Empress of the Splendid Season (Hardcover)

By Oscar Hijuelos

HarperCollins, 9780060175702, 352pp.

Publication Date: February 1, 1999



Through four novels in the last decade, Oscar Hijuelos has produced a body of work that is without rival in contemporary literature, both in the lush, incantatory rhythms of his extraordinary prose and in his profound and heartfelt vision. In his transcendent new novel, Hijuelos tells the story of Lydia Espana, a beautiful and formerly prosperous é'migre from pre-Castro Cuba, who becomes a cleaning lady in New York. Once the spoiled, pampered daughter of a small-town mayor and adored by men--a "queen of the Congo line"--she is forced because of a youthful sexual indiscretion to leave home and, in 1947, finds herself suddenly living the life of a working poor. In time she falls in love with Raul, a humble waiter. One night in a Manhattan ballroom, in the middle of a bolero, Raul purposes marriage, for Lydia is his "empress of the most beautiful and splendid season, which is love."

A life of promise is disrupted when Raul falls ill and Lydia, finding employment as a domestic, becomes the head of the family. Striving to educate her town children, Rico and Alicia, in the style of the upper class, she must endure a lesson in humanity, cleaning the homes of New Yorkers much better off than herself. Among her employers is Mr. Osprey, a reserved and kindly lawyer, who eventuality takes an interest in her family's well-being and, during the turmoil of the 1960s, intervenes at a critical juncture in the life of her teenage son, Rico. Throughout this novel Lydia remains a sensual and powerful woman who meets the trails of a lonely life with humor and a gleam of triumph in her eye--a sense that she is someone special--an empress of fortitude, of dignity.

Record extracts:
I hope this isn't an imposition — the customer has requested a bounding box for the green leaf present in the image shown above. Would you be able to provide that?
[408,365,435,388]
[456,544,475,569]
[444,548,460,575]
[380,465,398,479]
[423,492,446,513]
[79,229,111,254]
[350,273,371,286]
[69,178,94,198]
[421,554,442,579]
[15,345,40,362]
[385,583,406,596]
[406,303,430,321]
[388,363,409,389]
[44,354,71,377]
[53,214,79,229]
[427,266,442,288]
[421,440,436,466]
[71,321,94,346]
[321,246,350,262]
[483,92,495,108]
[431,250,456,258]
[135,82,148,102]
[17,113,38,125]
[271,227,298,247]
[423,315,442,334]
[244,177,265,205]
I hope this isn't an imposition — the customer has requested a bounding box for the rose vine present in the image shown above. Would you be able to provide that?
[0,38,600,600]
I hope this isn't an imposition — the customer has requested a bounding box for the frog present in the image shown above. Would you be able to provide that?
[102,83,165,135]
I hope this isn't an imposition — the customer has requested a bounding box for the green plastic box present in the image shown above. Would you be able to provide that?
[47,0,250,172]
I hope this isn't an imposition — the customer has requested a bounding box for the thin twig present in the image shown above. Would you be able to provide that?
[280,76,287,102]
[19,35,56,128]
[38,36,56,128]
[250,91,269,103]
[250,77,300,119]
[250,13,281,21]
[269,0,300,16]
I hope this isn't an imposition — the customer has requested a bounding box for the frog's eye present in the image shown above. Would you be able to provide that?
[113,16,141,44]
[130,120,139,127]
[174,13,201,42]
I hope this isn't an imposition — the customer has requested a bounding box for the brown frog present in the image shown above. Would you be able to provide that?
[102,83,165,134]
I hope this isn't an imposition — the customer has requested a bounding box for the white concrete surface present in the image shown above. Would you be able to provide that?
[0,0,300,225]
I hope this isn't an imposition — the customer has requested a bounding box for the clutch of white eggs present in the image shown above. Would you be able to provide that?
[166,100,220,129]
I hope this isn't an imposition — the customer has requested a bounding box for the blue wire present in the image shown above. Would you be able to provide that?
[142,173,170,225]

Prompt A:
In the book description, why is Lydia forced to leave home?
Prompt B:
Reproduce the book description word for word, starting at "A life of promise" and ending at "fortitude, of dignity.".

Problem solution A:
She is forced to leave home because of a youthful sexual indiscretion. As a result, in 1947 she suddenly finds herself living the life of the working poor.

Problem solution B:
A life of promise is disrupted when Raul falls ill and Lydia, finding employment as a domestic, becomes the head of the family. Striving to educate her town children, Rico and Alicia, in the style of the upper class, she must endure a lesson in humanity, cleaning the homes of New Yorkers much better off than herself. Among her employers is Mr. Osprey, a reserved and kindly lawyer, who eventuality takes an interest in her family's well-being and, during the turmoil of the 1960s, intervenes at a critical juncture in the life of her teenage son, Rico. Throughout this novel Lydia remains a sensual and powerful woman who meets the trails of a lonely life with humor and a gleam of triumph in her eye--a sense that she is someone special--an empress of fortitude, of dignity.